*INSTRUCTIONS TO FOLLOW:* Find each line of the rows below that contains the word "small", and copy those lines.

══ LISTED ENTRIES ══

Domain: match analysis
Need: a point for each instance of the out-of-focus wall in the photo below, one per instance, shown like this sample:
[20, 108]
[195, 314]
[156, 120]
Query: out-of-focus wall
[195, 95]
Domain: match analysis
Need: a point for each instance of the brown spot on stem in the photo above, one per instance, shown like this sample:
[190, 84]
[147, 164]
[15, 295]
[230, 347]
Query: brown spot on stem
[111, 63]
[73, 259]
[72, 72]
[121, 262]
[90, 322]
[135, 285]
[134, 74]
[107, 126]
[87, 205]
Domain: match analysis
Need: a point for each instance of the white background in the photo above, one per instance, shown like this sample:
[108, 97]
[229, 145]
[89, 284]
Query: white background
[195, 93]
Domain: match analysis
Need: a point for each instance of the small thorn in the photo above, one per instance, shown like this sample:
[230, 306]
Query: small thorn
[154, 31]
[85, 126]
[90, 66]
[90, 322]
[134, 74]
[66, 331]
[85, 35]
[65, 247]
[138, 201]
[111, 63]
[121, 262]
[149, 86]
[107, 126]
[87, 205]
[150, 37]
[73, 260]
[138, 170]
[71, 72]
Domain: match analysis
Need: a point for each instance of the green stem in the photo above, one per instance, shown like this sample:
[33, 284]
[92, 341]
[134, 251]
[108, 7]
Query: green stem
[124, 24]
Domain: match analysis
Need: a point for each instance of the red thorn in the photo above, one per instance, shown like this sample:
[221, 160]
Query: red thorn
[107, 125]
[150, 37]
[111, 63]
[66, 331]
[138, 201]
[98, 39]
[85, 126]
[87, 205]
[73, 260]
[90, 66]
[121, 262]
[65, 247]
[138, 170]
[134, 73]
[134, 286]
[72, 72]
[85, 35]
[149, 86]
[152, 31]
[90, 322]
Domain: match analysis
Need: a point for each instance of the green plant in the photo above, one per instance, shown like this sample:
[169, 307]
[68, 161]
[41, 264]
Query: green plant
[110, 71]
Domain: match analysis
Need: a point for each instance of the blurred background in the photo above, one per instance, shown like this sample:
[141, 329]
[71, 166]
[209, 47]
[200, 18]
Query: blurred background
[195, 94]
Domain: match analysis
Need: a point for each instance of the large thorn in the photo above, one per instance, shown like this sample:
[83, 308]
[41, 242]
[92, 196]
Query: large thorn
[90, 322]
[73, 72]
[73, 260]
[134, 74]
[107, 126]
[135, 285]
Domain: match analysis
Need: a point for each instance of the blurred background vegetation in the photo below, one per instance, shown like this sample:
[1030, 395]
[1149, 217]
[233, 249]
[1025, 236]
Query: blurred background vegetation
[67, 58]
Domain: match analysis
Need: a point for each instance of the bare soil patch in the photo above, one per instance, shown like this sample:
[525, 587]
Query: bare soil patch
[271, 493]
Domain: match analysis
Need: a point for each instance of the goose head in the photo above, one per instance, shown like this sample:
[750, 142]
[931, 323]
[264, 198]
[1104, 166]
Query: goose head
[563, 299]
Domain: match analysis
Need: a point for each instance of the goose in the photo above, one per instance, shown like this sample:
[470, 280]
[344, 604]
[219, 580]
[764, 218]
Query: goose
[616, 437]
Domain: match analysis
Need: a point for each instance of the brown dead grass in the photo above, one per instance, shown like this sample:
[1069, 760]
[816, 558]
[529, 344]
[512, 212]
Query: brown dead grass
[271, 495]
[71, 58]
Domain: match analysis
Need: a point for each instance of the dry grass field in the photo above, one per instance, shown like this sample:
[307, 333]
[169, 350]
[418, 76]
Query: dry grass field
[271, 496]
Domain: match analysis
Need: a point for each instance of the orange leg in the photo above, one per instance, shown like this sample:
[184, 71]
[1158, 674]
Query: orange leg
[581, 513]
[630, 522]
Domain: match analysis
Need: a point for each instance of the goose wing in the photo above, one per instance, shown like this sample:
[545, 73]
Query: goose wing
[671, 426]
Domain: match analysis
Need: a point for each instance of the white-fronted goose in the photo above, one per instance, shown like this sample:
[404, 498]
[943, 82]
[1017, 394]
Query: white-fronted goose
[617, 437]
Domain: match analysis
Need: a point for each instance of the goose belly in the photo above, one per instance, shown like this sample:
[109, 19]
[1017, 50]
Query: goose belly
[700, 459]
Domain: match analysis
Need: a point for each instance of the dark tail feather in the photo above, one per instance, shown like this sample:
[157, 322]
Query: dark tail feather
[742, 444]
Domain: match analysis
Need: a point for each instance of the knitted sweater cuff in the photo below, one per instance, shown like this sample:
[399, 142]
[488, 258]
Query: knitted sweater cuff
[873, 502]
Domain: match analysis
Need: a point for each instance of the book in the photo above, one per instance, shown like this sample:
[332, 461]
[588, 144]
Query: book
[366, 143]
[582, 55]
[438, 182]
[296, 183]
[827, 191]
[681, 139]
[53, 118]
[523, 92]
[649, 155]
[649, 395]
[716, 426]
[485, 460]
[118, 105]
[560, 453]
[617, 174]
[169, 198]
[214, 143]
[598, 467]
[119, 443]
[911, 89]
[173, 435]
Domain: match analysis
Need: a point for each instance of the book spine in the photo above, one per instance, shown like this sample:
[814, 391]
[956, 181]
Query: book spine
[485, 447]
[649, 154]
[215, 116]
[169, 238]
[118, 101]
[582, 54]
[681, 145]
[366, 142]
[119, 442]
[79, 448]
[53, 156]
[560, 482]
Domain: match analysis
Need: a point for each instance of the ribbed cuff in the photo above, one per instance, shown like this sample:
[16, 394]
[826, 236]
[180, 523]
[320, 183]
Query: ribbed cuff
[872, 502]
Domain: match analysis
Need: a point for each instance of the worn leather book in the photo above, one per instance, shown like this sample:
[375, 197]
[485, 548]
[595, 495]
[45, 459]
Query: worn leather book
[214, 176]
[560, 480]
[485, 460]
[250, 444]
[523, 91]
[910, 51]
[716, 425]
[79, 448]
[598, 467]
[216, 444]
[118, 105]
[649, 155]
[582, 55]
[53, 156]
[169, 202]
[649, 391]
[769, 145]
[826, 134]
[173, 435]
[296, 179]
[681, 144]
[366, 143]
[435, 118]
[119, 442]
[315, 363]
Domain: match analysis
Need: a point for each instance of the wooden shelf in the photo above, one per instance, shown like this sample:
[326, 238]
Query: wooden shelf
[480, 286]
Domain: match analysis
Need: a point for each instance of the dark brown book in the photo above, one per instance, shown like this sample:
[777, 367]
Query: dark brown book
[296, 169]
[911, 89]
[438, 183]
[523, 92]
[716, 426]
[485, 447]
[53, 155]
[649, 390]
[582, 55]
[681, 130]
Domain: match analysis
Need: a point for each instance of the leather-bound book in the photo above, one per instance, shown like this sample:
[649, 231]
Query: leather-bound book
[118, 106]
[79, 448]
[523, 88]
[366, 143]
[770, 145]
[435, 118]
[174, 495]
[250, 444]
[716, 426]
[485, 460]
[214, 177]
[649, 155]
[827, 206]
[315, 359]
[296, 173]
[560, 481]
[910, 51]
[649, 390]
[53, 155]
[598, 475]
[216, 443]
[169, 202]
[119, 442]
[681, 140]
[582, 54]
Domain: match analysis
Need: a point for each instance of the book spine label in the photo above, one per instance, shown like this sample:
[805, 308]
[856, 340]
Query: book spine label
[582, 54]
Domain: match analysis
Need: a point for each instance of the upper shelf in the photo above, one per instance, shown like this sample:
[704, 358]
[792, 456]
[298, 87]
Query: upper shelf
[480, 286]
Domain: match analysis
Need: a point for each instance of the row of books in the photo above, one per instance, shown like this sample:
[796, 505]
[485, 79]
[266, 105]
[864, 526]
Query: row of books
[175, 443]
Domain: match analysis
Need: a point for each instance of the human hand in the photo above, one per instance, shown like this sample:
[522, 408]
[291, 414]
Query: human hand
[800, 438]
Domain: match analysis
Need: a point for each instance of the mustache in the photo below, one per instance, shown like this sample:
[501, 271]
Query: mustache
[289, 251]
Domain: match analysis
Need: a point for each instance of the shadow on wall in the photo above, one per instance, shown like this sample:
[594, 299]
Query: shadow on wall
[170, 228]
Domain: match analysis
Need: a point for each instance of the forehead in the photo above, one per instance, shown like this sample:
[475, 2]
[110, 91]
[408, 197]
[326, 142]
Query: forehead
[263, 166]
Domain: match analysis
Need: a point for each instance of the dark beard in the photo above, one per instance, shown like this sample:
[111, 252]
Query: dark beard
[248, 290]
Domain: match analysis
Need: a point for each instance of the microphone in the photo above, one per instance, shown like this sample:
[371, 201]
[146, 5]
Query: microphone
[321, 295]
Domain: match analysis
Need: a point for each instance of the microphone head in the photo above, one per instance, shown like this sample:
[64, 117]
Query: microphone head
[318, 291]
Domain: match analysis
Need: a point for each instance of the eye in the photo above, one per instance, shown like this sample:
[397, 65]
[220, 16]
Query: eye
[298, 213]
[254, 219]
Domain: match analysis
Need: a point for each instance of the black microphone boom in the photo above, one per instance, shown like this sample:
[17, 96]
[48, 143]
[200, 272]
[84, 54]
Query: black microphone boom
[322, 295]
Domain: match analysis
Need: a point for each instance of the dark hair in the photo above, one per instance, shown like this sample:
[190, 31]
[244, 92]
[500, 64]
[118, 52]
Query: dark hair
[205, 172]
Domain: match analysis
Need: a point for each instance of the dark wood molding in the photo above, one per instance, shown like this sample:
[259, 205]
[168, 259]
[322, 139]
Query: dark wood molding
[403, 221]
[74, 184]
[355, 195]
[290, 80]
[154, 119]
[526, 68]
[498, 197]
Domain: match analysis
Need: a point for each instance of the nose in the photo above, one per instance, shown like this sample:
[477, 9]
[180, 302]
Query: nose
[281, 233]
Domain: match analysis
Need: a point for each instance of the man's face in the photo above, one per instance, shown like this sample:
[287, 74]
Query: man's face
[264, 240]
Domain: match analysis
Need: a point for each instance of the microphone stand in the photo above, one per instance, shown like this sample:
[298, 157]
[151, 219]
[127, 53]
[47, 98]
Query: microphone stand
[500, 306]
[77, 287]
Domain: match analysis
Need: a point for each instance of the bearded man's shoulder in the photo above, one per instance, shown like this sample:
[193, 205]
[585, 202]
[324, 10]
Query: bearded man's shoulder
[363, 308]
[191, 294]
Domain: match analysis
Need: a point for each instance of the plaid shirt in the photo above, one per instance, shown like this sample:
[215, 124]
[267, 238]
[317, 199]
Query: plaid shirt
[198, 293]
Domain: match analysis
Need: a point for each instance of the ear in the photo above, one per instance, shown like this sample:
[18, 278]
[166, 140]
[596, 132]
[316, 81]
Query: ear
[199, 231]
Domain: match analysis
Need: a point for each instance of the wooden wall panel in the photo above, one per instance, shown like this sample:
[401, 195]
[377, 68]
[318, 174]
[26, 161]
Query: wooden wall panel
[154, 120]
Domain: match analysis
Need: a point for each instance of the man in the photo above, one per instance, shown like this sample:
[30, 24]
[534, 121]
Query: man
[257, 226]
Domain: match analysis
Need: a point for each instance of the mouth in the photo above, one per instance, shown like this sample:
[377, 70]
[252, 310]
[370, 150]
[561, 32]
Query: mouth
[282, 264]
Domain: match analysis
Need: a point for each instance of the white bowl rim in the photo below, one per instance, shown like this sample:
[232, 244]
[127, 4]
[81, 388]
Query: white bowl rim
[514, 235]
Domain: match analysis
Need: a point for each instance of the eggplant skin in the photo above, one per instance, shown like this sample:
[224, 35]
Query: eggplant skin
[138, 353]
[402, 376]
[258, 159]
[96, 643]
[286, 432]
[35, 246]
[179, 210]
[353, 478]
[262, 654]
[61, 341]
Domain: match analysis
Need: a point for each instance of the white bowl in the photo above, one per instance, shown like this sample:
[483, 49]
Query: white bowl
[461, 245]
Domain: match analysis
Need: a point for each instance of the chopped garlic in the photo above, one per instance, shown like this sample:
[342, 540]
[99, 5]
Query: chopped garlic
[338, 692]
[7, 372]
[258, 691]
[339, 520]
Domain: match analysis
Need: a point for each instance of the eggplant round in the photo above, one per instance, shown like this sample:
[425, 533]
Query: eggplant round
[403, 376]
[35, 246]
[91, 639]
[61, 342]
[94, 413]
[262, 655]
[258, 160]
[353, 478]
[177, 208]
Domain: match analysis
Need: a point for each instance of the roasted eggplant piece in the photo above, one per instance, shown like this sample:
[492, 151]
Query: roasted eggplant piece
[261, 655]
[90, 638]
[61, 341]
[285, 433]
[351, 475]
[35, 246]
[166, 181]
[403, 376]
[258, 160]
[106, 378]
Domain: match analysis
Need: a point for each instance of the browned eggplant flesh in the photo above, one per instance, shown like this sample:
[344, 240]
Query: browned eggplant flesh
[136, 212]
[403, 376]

═══

*SOLUTION:*
Need: a point for each instance of the small thorn in the photo above, one per instance, shown like this sample:
Query: small thorn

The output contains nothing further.